--- TASK BRIEF ---
Write out each record a second time, exactly.

--- DATASET ENTRIES ---
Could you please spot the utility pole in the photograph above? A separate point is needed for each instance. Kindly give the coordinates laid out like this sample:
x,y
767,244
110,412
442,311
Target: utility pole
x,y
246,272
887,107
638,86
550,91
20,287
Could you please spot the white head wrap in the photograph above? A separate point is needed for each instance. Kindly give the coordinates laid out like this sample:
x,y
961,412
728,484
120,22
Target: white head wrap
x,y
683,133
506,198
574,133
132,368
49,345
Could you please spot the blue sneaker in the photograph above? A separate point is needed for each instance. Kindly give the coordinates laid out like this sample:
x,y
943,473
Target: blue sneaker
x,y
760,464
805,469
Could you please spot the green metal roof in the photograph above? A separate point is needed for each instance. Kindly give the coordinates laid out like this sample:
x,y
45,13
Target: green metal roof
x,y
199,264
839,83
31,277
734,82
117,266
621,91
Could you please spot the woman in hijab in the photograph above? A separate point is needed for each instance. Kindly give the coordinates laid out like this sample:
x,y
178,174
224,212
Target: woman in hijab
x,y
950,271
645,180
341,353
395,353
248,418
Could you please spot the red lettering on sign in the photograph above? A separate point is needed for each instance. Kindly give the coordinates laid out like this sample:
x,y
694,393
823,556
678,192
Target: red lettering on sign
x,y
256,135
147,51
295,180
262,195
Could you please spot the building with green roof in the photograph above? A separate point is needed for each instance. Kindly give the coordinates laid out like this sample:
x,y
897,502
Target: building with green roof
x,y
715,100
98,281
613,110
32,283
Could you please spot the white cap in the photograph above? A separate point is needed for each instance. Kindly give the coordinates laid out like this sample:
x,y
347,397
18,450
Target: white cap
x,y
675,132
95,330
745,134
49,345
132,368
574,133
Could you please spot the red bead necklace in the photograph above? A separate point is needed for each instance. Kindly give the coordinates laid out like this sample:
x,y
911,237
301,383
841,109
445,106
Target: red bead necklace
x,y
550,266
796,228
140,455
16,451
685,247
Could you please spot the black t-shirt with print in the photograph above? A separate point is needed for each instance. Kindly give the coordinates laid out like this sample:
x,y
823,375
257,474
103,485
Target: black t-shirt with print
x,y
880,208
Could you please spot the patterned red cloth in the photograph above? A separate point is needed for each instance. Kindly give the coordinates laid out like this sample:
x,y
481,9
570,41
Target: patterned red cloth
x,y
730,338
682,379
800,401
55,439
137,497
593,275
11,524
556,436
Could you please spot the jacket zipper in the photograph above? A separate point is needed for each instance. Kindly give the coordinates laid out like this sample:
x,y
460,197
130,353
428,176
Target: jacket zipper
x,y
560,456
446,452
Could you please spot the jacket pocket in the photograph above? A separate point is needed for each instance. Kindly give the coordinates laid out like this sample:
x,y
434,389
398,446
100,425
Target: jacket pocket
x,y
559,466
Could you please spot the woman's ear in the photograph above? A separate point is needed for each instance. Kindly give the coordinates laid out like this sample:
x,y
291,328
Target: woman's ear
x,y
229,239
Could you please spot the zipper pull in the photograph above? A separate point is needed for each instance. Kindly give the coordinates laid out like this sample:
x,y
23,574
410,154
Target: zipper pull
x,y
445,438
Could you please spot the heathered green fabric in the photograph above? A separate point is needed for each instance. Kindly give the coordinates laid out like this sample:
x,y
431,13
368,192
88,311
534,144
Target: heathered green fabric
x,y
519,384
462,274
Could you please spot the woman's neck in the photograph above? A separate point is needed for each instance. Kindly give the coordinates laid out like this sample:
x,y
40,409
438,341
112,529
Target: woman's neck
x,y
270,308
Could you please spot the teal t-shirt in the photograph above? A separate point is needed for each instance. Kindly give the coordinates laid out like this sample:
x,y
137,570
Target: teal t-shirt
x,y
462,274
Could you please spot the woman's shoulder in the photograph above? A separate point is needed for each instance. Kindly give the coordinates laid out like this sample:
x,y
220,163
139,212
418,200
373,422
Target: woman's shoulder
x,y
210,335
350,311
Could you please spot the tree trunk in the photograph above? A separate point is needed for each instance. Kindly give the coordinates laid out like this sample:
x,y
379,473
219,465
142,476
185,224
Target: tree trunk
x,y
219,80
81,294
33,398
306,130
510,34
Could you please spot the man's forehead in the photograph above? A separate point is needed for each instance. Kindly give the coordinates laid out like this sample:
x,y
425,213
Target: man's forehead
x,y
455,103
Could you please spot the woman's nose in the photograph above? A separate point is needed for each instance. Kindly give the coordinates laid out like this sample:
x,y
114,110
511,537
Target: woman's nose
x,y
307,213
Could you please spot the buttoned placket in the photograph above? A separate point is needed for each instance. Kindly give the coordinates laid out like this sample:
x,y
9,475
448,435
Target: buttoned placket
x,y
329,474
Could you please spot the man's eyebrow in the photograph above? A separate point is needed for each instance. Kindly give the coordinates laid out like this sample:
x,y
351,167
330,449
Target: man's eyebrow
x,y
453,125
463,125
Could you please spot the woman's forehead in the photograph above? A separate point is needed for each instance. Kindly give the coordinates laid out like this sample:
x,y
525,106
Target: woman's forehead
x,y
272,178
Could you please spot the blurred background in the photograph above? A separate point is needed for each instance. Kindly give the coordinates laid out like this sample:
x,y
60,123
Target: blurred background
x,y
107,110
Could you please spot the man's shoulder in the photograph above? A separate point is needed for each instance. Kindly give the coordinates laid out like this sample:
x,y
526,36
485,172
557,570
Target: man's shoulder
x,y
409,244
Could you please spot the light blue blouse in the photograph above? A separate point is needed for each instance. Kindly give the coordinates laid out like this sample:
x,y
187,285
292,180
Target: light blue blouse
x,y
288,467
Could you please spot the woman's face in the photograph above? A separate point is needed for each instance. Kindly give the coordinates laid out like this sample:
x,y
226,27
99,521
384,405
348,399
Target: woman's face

--- ANSWER ---
Could you please spot the utility pole in the photograph above? A separate point is needed for each instance. Kindly give the coordinates laid out like this sample:
x,y
767,244
110,412
442,311
Target: utility pole
x,y
246,272
887,107
638,86
550,91
20,287
Could you please spot the white head wrap in the photograph above? A separate point is needed for each instance. Kindly give the coordinates laid out like this sample:
x,y
961,412
728,484
120,22
Target: white head wrap
x,y
683,133
506,198
574,133
132,368
49,345
Could you please spot the blue sneaker in the photograph above? A separate point is needed for each instance. Kindly give the coordinates laid out like this sample:
x,y
943,473
Target: blue sneaker
x,y
760,464
805,469
Could you please spot the green metal roof in the photograph above? A separate point is needed for each instance. Kindly give the coordinates laid out like this sample:
x,y
45,13
Target: green metal roof
x,y
199,264
839,83
31,277
734,82
117,266
621,91
Could you please spot the woman in hijab in the photograph above? A separate point is needed for each instance. Kindly give the coordinates laid out like this sample:
x,y
178,174
224,212
Target: woman in hijab
x,y
950,271
645,180
341,353
395,353
248,418
Could you please spot the red lettering on sign in the photograph above? A separate point is needed for each instance. Kindly give the coordinates laid out like this sample:
x,y
694,393
823,556
678,192
Target: red lettering on sign
x,y
256,135
147,51
295,180
262,195
Could you please spot the building with green roof in the photograph above? A separate point is needed for each instance. Kindly give the coordinates laid out like this sample:
x,y
897,502
Target: building with green roof
x,y
715,100
98,281
613,110
32,283
Could you please spot the white cap in the photograph above? A separate point is needed for each instance. Kindly give the coordinates laid out like this sample:
x,y
347,397
18,450
Target: white cap
x,y
675,132
95,330
745,134
49,345
132,368
574,133
Could you please spot the red bead necklace in the photograph above? A separate point is needed for each instance. Kindly give the coordinates laid out like this sample:
x,y
911,237
301,383
841,109
445,106
Target: red bead necklace
x,y
550,266
796,228
140,455
16,451
685,247
Could you please spot the black t-shirt with print in the photograph above? A separate point is needed for each instance. Kindly give the coordinates laid out like this sample:
x,y
823,375
257,474
103,485
Target: black t-shirt with print
x,y
880,208
Could you please spot the patterned red cloth in the photograph above? A separate point is needed for each instance. Kindly give the coordinates laid out like this sample:
x,y
481,9
570,41
Target: patterned red cloth
x,y
730,338
682,379
800,401
55,439
137,497
593,275
11,524
556,436
Could you please spot the jacket zipper in the photograph above? A separate point is needed for each instance. Kindly give the coordinates laid out like this sample:
x,y
460,197
130,353
428,176
Target: jacket zipper
x,y
560,456
446,452
Could you please spot the jacket pocket in the photograph above? A separate point is needed for each instance. Kindly give the coordinates laid out like this sample:
x,y
434,389
398,446
100,425
Target: jacket pocket
x,y
559,466
Could you please spot the woman's ear in the photograph above? A separate point is needed for each instance. Kindly give the coordinates laid out like this sample:
x,y
291,328
Target: woman's ear
x,y
229,239
Could you please spot the zipper pull in the photograph above? A separate point is needed for each instance. Kindly give the coordinates laid out like this sample:
x,y
23,574
410,154
Target: zipper pull
x,y
445,438
Could you please spot the heathered green fabric in the photograph above? A separate point is needed for each instance. Kindly give the coordinates laid out like this sample:
x,y
431,13
368,192
88,311
534,144
Target: heathered green fabric
x,y
519,384
462,274
Could you please spot the woman's neck in the photograph above? A separate point is needed for each instance. Kindly give the coordinates laid out like this sample:
x,y
40,409
438,341
112,529
Target: woman's neck
x,y
270,308
Could you please spot the teal t-shirt in the photograph above? A separate point is needed for each instance. Kindly give the coordinates laid out like this sample:
x,y
137,570
Target: teal t-shirt
x,y
462,274
Could you please spot the woman's shoulder in the photograph above? A separate point is needed for each instance. Kindly give the coordinates laid out like this sample:
x,y
220,163
139,212
418,200
373,422
Target: woman's shoulder
x,y
210,335
350,311
Could you please spot the tree trunk in the photograph above? A separate point is needed for each instance. Kindly give the coordinates laid out like this sample:
x,y
379,473
219,465
142,476
185,224
Target: tree trunk
x,y
219,80
81,294
33,398
306,130
510,34
Could you please spot the man's forehead in the photograph above? A separate point is needed for each instance. Kindly give the coordinates laid out like this sample:
x,y
425,213
Target: man's forehead
x,y
455,103
Could you please spot the woman's nose in the photograph above? A separate point is needed for each instance. Kindly give the coordinates laid out like this sample:
x,y
114,110
511,537
Target: woman's nose
x,y
307,213
Could you please spot the buttoned placket in the photograph above? A separate point is needed for each instance. Kindly give the coordinates laid out like this sample:
x,y
9,475
448,435
Target: buttoned placket
x,y
329,474
Could you please spot the man's eyebrow in the photograph above? A separate point is needed for each instance. Kindly give the coordinates laid out like this sample:
x,y
351,167
330,449
Target: man's eyebrow
x,y
453,125
463,125
Could you please spot the woman's forehead in the photograph above? A separate point is needed for each instance. Kindly give the coordinates laid out like this sample:
x,y
525,106
Target: woman's forehead
x,y
272,178
Could you please spot the blurred background in the photograph above? A separate point is needed for each instance. Kindly give the coordinates laid out like this sample:
x,y
60,123
Target: blurred background
x,y
107,110
Could you please spot the man's shoulder in the photograph above? A separate point is needed for each instance. Kindly give the coordinates laid out like this sample:
x,y
526,36
485,172
557,570
Target: man's shoulder
x,y
409,244
Could you please spot the light blue blouse in the photograph above? A separate point is needed for each instance. Kindly give the coordinates laid out like this sample:
x,y
187,285
292,180
Target: light blue blouse
x,y
288,467
Could you please spot the woman's face in the photograph above? A separate point is needed for each instance. Kindly give the coordinates laid out like this sample:
x,y
226,27
99,521
384,405
348,399
Target: woman's face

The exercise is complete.